> Work order: Omit every picture and output the rest of the records exactly as they are.

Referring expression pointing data
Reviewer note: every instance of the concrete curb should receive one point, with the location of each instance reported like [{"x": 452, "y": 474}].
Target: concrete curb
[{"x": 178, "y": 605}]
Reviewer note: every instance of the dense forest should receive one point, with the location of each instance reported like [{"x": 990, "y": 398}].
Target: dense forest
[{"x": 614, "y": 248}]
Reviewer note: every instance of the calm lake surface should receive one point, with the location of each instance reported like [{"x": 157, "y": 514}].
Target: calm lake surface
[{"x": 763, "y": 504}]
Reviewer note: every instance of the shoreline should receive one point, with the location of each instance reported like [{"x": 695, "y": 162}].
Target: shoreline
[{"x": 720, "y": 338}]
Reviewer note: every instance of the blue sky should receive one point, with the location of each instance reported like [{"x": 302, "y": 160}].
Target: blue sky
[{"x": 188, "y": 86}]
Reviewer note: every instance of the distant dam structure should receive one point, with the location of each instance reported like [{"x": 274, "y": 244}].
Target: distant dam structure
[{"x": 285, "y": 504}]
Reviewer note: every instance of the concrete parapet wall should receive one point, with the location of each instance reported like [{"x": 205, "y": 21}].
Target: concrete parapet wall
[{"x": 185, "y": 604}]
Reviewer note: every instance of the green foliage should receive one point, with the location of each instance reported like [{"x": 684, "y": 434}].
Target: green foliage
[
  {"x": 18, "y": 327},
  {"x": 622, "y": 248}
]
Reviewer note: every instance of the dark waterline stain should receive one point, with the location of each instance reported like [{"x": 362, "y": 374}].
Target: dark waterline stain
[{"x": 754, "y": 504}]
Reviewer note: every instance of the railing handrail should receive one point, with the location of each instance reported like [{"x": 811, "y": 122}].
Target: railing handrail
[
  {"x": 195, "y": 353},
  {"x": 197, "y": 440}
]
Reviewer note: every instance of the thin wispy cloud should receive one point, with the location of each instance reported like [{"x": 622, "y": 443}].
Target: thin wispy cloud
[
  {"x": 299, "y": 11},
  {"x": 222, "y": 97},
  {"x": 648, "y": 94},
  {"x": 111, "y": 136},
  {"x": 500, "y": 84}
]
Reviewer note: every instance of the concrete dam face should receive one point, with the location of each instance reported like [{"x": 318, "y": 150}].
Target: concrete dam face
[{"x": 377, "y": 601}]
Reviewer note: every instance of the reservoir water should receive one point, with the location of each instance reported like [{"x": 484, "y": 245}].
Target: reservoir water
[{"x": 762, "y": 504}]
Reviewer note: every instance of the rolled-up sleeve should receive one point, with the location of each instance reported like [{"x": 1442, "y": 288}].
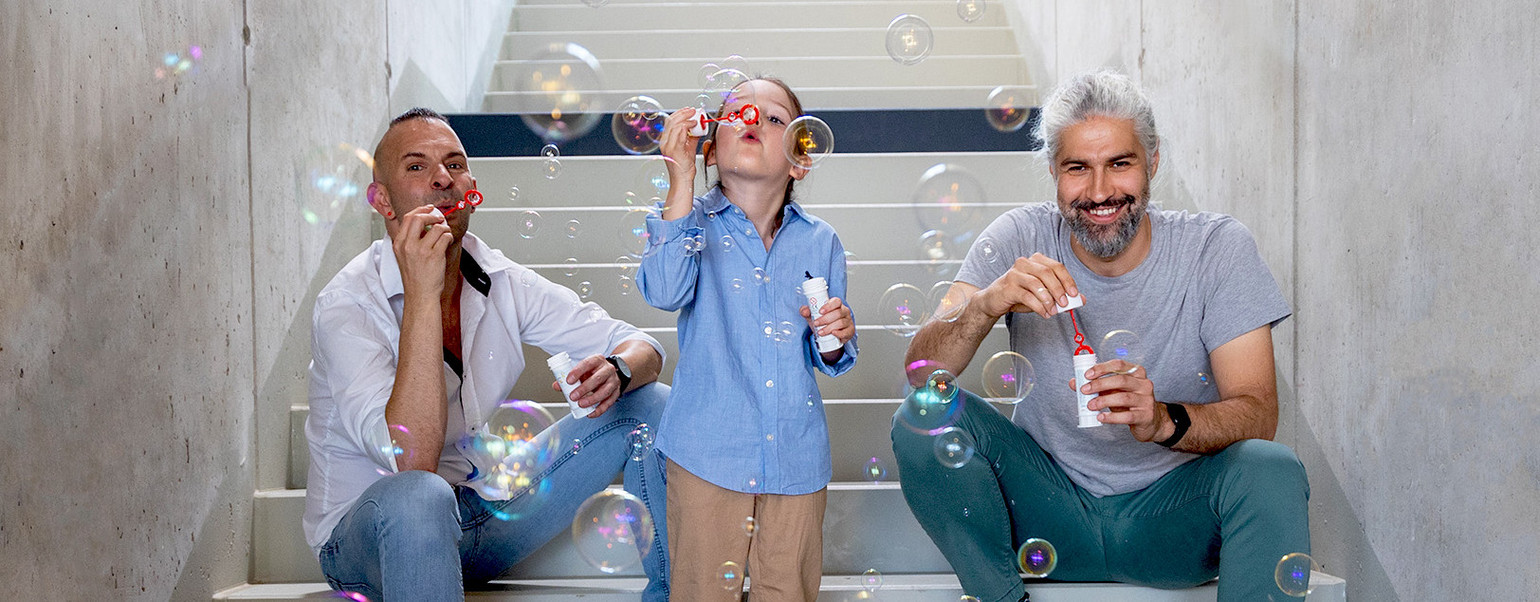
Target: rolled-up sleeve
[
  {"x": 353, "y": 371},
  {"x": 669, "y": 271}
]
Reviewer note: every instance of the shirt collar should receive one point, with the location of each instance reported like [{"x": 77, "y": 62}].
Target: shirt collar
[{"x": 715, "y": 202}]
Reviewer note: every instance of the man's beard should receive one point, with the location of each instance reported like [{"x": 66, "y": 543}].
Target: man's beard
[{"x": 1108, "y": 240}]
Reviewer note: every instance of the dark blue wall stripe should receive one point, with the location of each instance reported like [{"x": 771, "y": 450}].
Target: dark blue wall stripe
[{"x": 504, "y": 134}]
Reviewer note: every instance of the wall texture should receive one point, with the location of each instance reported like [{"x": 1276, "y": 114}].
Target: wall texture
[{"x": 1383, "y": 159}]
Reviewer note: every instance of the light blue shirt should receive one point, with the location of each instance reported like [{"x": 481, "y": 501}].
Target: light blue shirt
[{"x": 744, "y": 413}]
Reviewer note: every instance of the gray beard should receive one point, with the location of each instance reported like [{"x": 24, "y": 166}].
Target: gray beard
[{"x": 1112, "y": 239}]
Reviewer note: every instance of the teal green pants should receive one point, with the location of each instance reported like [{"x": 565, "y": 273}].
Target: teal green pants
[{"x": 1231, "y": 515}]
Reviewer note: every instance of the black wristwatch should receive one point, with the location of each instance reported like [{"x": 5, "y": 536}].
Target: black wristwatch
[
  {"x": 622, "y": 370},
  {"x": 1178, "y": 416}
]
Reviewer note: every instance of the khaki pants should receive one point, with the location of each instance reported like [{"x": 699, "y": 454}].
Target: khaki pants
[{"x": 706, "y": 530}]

> Solution for this exercise:
Reviewer note: every instance of the concrete curb should receive one point, with the location of each instance reported like [{"x": 452, "y": 474}].
Target: concrete curb
[{"x": 178, "y": 605}]
Reviewer note: every instance of the dense forest should receive one point, with the location of each instance reported like [{"x": 990, "y": 398}].
Target: dense forest
[{"x": 614, "y": 248}]
Reviewer note: every instance of the calm lake surface should receive one point, with the location of each instance reported like [{"x": 157, "y": 514}].
Target: calm lake surface
[{"x": 763, "y": 504}]
Reviewer note: every instance of the shoreline should receive one point, with the location of each instance reported like [{"x": 695, "y": 162}].
Target: shoreline
[{"x": 720, "y": 338}]
Reviewer note: every instance of the blue sky should receive one point, with the location of each instance reported like [{"x": 302, "y": 160}].
Target: blue sky
[{"x": 188, "y": 86}]
Reviewer note: every instance of the distant dam structure should receive one point, with the location of each instance reported like [{"x": 274, "y": 244}].
Target: distant dam structure
[{"x": 285, "y": 504}]
Reviewer note: every instance of the concrete parapet wall should receive one point, with the location of each instance reported like [{"x": 205, "y": 21}].
Target: concrete parapet wall
[{"x": 185, "y": 604}]
Reviewer note: every instance of the green foliage should receive one point, with the location of each instance reported like [{"x": 684, "y": 434}].
Target: green foliage
[
  {"x": 18, "y": 327},
  {"x": 622, "y": 248}
]
Reviewer note: every instance of the dark waterline stain should receive one point, with the location of each instance reported like [{"x": 362, "y": 374}].
Target: dark waterline stain
[{"x": 754, "y": 504}]
Reviewer note: every instance of the railing handrail should receive one point, with the location of each instance reported like [{"x": 811, "y": 122}].
Target: railing handrail
[
  {"x": 195, "y": 353},
  {"x": 197, "y": 440}
]
Reviewer note: every instance of the thin wispy cloud should receive one point, with the location of each instance reported like [{"x": 622, "y": 443}].
Target: thin wispy cloud
[
  {"x": 299, "y": 11},
  {"x": 222, "y": 97},
  {"x": 648, "y": 94},
  {"x": 111, "y": 136},
  {"x": 500, "y": 84}
]
Reviewer note: every instance of the concrete dam face should receive one point, with the location of each instance reported like [{"x": 318, "y": 150}].
Target: concrete dam face
[{"x": 377, "y": 601}]
Reviewer note: every instance of the reservoir water should receive one point, with the location of each instance reported like [{"x": 484, "y": 245}].
Target: reservoir water
[{"x": 762, "y": 504}]
Reviewer note: every instance of the rolled-up sleeve should receive one point, with the location of each instance reported like [{"x": 1442, "y": 288}].
Target: rolled-up sleeve
[
  {"x": 353, "y": 371},
  {"x": 669, "y": 271}
]
Reviewer note: every instance of the shirt collar should receive one point, with the location of each instance reported like [{"x": 77, "y": 62}].
Target: shirt collar
[{"x": 715, "y": 202}]
Reviewer note: every instance of the man's beard should receive one point, with the location of each instance reported like [{"x": 66, "y": 543}].
Target: man's beard
[{"x": 1108, "y": 240}]
Reviewer note: every instance of the dark blue wall stripe should receive one point, with the location of each instance reported like [{"x": 771, "y": 450}].
Target: dark blue wall stripe
[{"x": 504, "y": 134}]
Reviewer note: every instance of the wall texture should receive one point, with the location of each instance reported like [{"x": 1276, "y": 114}].
Target: wall texture
[{"x": 1383, "y": 159}]
Reviewer note: every instance of the light blue shirt should receive one point, with the location of each instance reported like [{"x": 481, "y": 501}].
Target: light blue shirt
[{"x": 744, "y": 413}]
Reviewer note: every instance of the gray beard should receive one point, with the location of each instance reported like [{"x": 24, "y": 166}].
Target: gray beard
[{"x": 1112, "y": 239}]
Reviewer note: every instance of the teal green pants should receive one point, with the location of each instance reported like [{"x": 565, "y": 273}].
Target: teal green pants
[{"x": 1231, "y": 515}]
Reviewer note: every instance of the black wristwatch should receive one point, with the location of each instance reported like [{"x": 5, "y": 536}].
Target: black wristwatch
[
  {"x": 622, "y": 370},
  {"x": 1178, "y": 416}
]
Reviewer note: every instance of the khaki pants should receive one point, with the location of each instance reported like [{"x": 699, "y": 454}].
Target: khaki pants
[{"x": 706, "y": 530}]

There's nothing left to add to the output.